Source data
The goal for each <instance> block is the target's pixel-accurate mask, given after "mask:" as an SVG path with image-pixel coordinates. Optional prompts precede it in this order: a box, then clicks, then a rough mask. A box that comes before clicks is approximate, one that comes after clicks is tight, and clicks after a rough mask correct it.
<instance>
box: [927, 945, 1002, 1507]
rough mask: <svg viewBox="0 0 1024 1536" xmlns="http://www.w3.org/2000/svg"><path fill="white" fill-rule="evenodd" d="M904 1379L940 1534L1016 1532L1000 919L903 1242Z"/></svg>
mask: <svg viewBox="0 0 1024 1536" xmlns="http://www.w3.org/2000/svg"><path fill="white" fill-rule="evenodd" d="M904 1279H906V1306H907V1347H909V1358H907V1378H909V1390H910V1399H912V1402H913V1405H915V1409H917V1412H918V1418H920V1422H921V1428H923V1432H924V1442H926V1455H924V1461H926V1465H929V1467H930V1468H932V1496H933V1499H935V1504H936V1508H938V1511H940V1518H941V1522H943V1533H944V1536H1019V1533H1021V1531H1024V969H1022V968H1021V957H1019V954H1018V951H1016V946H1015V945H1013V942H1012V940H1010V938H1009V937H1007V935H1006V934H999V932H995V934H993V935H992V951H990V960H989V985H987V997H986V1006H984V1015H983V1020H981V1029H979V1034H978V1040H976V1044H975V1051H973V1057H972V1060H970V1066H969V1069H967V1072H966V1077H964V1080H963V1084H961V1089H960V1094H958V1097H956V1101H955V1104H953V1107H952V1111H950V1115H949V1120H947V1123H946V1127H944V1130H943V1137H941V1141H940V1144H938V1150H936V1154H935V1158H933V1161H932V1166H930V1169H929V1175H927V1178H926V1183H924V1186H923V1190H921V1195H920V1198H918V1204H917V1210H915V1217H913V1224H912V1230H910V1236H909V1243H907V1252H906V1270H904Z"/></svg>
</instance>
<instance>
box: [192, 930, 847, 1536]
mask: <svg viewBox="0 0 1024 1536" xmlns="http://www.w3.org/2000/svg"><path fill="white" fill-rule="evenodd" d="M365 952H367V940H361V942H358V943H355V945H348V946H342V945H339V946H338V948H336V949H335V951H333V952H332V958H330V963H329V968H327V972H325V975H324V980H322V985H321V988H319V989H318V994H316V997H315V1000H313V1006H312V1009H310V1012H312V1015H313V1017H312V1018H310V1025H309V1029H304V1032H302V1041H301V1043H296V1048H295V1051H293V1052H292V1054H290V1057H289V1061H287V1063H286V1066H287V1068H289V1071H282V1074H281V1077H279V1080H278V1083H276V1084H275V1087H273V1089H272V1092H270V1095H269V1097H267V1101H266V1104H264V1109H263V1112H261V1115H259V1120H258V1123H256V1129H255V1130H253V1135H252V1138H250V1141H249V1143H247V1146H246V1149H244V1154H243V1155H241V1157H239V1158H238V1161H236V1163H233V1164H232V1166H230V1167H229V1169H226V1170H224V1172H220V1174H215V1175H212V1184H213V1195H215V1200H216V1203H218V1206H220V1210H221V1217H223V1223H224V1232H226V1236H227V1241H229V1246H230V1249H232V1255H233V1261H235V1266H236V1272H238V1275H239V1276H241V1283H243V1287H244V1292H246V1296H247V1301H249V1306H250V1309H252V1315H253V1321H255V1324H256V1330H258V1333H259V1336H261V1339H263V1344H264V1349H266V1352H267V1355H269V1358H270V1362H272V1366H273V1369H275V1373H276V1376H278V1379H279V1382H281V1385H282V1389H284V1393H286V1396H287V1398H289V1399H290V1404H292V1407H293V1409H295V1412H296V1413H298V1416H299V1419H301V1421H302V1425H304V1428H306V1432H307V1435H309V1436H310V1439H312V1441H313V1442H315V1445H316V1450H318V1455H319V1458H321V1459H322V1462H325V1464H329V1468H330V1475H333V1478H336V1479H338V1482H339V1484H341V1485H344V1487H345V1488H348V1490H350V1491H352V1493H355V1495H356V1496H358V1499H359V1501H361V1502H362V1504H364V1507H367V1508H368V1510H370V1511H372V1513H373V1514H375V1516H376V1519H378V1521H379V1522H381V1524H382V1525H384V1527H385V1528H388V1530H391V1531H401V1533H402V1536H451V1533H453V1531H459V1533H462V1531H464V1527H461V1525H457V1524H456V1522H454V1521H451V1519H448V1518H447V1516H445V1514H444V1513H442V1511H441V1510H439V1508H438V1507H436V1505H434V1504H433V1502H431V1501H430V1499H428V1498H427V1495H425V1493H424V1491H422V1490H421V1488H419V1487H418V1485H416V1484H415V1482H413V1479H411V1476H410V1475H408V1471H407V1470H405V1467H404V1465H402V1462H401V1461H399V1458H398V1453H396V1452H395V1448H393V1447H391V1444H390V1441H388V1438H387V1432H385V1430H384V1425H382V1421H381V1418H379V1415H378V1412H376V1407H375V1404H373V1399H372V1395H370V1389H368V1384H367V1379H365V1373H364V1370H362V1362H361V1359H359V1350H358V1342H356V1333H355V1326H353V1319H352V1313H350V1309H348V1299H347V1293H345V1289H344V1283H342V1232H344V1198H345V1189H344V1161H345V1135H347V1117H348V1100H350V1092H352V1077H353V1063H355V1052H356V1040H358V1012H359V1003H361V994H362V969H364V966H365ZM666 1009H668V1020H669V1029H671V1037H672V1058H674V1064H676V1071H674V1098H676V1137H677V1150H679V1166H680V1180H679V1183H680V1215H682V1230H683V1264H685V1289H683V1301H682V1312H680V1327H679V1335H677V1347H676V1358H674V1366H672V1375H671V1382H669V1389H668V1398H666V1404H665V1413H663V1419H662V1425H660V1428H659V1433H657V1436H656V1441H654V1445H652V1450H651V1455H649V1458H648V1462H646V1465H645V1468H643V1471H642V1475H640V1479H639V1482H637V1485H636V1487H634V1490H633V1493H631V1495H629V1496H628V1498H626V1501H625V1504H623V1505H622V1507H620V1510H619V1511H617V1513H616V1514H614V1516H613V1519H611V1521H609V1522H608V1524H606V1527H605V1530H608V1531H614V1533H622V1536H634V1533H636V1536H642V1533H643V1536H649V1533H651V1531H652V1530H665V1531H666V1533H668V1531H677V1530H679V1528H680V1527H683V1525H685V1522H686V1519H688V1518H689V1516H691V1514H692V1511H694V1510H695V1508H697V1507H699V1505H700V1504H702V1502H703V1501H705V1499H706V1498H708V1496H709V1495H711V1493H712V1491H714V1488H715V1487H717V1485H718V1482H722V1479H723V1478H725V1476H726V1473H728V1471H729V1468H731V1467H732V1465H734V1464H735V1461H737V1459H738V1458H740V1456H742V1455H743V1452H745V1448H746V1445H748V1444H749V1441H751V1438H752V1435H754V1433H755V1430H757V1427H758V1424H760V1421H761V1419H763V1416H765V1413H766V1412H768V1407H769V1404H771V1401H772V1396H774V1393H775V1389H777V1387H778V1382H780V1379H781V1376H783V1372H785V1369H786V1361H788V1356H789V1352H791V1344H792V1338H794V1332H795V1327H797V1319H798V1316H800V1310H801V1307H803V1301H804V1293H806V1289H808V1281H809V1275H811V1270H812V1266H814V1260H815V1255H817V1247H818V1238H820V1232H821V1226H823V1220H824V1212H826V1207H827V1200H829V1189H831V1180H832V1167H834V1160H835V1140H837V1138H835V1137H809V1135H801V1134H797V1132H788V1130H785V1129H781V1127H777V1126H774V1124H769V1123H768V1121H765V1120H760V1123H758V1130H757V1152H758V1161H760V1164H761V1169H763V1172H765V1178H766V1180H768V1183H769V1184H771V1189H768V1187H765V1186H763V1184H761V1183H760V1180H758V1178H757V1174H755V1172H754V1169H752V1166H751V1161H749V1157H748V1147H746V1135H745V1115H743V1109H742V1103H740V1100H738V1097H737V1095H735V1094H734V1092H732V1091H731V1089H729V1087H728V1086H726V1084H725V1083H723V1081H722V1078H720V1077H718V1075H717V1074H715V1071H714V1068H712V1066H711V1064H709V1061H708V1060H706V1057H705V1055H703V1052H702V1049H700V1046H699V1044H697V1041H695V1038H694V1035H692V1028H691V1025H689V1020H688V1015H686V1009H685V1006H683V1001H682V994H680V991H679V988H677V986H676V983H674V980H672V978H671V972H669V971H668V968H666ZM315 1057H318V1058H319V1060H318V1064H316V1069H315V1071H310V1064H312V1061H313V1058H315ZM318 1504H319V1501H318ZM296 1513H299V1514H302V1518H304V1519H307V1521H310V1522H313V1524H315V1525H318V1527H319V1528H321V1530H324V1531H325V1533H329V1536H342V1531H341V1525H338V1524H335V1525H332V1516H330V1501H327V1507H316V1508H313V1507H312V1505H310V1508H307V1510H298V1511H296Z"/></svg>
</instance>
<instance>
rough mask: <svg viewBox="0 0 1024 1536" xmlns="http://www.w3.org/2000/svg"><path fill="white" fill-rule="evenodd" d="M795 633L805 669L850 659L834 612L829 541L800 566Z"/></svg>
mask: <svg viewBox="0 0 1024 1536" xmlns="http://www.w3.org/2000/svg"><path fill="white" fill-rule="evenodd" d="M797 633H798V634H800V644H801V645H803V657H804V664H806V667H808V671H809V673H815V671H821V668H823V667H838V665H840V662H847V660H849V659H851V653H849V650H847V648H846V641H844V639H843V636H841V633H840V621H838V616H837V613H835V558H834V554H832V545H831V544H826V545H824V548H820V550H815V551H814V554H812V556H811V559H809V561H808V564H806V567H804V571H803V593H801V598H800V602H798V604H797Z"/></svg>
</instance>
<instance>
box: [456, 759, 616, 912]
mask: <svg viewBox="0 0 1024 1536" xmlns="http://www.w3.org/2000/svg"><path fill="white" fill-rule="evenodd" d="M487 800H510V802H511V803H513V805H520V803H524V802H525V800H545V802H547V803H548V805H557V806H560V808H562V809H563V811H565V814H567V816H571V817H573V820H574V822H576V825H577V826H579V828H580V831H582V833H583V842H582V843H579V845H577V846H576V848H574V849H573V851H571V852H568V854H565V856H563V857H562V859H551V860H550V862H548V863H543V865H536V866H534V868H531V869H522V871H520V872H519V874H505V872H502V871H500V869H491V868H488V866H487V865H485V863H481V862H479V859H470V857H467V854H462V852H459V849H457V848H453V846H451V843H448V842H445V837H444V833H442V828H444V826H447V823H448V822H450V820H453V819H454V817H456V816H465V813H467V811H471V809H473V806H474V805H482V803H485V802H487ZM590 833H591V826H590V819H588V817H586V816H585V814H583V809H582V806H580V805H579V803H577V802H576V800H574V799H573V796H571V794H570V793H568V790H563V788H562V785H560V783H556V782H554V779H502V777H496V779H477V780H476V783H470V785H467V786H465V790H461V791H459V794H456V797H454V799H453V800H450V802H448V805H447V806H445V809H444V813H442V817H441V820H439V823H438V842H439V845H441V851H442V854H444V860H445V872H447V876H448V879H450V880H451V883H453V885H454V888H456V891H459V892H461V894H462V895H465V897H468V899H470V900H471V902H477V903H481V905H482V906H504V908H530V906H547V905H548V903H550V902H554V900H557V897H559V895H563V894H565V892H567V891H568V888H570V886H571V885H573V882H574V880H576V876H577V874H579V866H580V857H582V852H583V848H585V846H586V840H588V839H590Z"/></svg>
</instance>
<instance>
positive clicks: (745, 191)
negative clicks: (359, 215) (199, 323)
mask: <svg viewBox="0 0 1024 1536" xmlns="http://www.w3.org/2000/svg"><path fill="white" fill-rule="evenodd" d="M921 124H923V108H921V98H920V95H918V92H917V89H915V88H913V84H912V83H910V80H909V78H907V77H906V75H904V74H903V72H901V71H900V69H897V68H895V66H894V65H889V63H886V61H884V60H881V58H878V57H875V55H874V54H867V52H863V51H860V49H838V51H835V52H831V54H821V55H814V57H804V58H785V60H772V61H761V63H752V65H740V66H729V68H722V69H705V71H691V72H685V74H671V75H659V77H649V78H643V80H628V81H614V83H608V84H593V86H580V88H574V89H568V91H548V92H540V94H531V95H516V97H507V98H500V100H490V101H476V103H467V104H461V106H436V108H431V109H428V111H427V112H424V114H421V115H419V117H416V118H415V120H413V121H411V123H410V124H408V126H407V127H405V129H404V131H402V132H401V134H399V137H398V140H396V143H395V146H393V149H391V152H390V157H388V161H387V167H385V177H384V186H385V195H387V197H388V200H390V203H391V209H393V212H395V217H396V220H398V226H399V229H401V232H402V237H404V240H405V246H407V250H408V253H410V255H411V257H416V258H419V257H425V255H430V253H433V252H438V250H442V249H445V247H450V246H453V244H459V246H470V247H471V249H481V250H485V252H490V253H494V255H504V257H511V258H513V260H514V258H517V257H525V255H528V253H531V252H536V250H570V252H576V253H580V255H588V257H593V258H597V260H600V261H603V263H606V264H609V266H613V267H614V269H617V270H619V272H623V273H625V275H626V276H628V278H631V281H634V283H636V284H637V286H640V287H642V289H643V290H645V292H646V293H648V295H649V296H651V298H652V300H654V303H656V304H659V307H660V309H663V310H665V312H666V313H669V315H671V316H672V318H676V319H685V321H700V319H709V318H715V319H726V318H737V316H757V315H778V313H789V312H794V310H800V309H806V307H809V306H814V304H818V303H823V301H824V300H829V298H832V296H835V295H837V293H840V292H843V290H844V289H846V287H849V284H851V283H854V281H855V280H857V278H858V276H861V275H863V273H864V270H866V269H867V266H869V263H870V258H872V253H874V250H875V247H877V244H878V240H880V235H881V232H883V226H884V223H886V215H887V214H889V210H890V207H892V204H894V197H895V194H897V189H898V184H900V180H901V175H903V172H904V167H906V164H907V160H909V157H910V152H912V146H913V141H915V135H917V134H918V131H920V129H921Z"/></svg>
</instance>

Directions: Quote the source data word for word from its first line through the line containing "1379L940 1534L1016 1532L1000", including that line.

Your response:
The goal for each <instance> block is the target's pixel-accurate mask, given after "mask:" as an SVG path with image-pixel coordinates. Optional prompts precede it in this order: a box, then clicks, then a rough mask. A box that comes before clicks is approximate, one that comes after clicks is tight, and clicks after a rough mask correct it.
<instance>
box: [927, 945, 1002, 1507]
rough mask: <svg viewBox="0 0 1024 1536" xmlns="http://www.w3.org/2000/svg"><path fill="white" fill-rule="evenodd" d="M904 1379L940 1534L1016 1532L1000 919L903 1242Z"/></svg>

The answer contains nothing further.